DEPOIMENTO

○ ○ ○ ○

P/1 – Largo São Francisco até ali? Não. Tem uma que saí do Largo São Francisco até ali? Acho que não.
P/2 – Até a Ipiranga? Acho que não.
P/1 – Na Ipiranga, Rio Branco, São João...
R – A avenida ia assim e a avenida... Brigadeiro Luis Antônio. Ela sobe assim. A Avenida Ipiranga chegava até ali, parava. Porque ali era fechado, não tinha esse Viaduto Maria Paula. Ali era fechado. Tanto que tinha um restaurante muito bom, o restaurante Fasano ali. Então foi posto abaixo todas aquelas casas e foi aberto. O Prestes Maia fez esse Viaduto Maria Paula pra chegar até a Praça João Mendes. A Praça João Mendes também era fechada porque ali era Itororó, ali embaixo. Ali era fechado e tinha até a Câmara Municipal por ali, aquelas casas coloniais. Ali também foi posto abaixo e a Avenida Ipiranga subia a Maria Paula, caía na João Mendes. Na João Mendes também, no fundo tinha uma igreja: “Como é que vamos fazer agora? Tem uma igreja. Tira a igreja”. Levaram a igreja lá pra Aclimação e ali passou a avenida pra se ligar com a Praça Clóvis e Rangel Pestana. Esse é o trabalho do Prestes Maia, entre as quais outras avenidas. Eu tenho o jornal que publicou as avenidas que o Prestes Maia ia abrindo. Eram 280 quilômetros de avenidas. Mas ele não chegou a abrir as 280. Depois o Brigadeiro Faria Lima é que em continuação abria a Brigadeiro Faria Lima e a 23 de Maio. E sobre a 23 de Maio tem outro acontecimento. Na Praça da República, em 32, 23 de maio de 1932, os estudantes fizeram um movimento para a vinda da democracia então. A polícia apareceu ali e morreram quatro estudantes. Miragaia, Martins, Dráusio, não sei se é Cardoso ou Camargo.
P/1 - Camargo.
R – MMDC.
P/1 – Camargo.
R – Camargo. E no dia nove de julho é que começou a Revolução de 32. Eu estava lá na Barra Funda.
P/1 – Você chegou a ver o agito?
R – Olha, agitação da Praça da República eu não cheguei a ver. Eu era criança. Tinha naquele tempo... Hoje o moleque de 13 anos tem um metro e oitenta, um metro e noventa e a gente era tudo grãozinho, tudo baixinho. Então, não podia se meter muito nesse movimento, mas eu sei que houve esse movimento e a polícia matou quatro estudantes que eram esses que eu mencionei. Dali houve a Revolução de 9 de julho.
P/1 – Senhor Carlos, o senhor comentou do seu trabalho de 39 a 45 e que teve a prefeitura melhor. É interessante que é bem no período da guerra, a Segunda Guerra Mundial. Como foi essa questão aqui? O morador de São Paulo, Segunda Guerra mundial, pessoas indo pra guerra. Tiveram pessoas da família que foram? Como foi esse período?

○ ○ ○ ○

DADOS FORNECIDOS
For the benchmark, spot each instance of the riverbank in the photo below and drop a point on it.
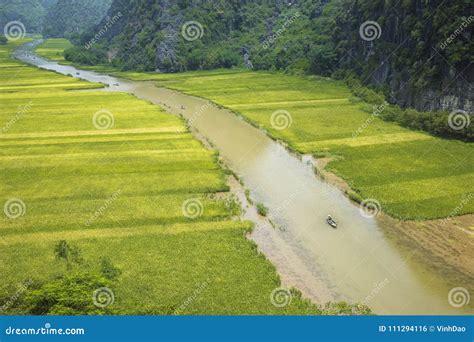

○ ○ ○ ○

PARTES DO EXERCÍCIO
A - Responda com base no depoimento:
(i) Para onde foi levada a igreja que ficava no fundo da Praça João Mendes?
(ii) Quantos quilômetros de avenidas o jornal publicou que Prestes Maia ia abrindo?
(iii) Em que dia começou a Revolução de 32?
B - Indique se cada afirmação está de acordo com o depoimento e cite as palavras dele que decidem a questão.
(i) O Viaduto Maria Paula foi feito por Prestes Maia.
(ii) Prestes Maia abriu todos os 280 quilômetros de avenidas.
(iii) O entrevistado viu a agitação na Praça da República.
C - Prossiga com o depoimento sobre São Paulo a partir do ponto em que ele termina.
As linhas acima são um material à parte, sem relação com o depoimento.

RESPOSTAS
A -
(i) Para a Aclimação.
(ii) 280 quilômetros.
(iii) No dia nove de julho.

B -
(i) Sim: "O Prestes Maia fez esse Viaduto Maria Paula pra chegar até a Praça João Mendes."
(ii) Não: "Mas ele não chegou a abrir as 280."
(iii) Não: "Olha, agitação da Praça da República eu não cheguei a ver."

C -
R – Ah, começo da guerra a gente... Eu era contra toda essa coisa da guerra, essa coisa do nazismo e tal. Eu era contra. Faziam-se movimentos também contra a guerra, pela paz. Em 39, praticamente quando começou, aí começou a faltar muita coisa em São Paulo. Começou a faltar farinha, faltar muito alimento. Eu sei que aí já em 45... 45, não. 39, 40, 41, 42 durante o período de guerra começou a faltar muita coisa, entre as quais também gasolina. Então inventaram um tipo de combustível, o gasoduto, um negócio, um nome assim.
P/1 - Gasogênio, não é uma coisa assim?
R – Os automóveis andavam com aquele troço. Às vezes o carvão dentro parecia uma caldeira. Pra gente poder se alimentar tinha que de madrugada ir pros açougues, ir pra... Não tinha supermercado, não havia, eram mercadinhos pra comprar... Do macarrão fazer pão, aquelas coisas assim. Durante a guerra, aconteceu isso que eu mencionei das duas moças... E não me lembro mais.
P/1 – Tinha essa discussão nos lugares onde você frequentava? Comunismo, fascismo, os aliados. Tinha essa conversa de...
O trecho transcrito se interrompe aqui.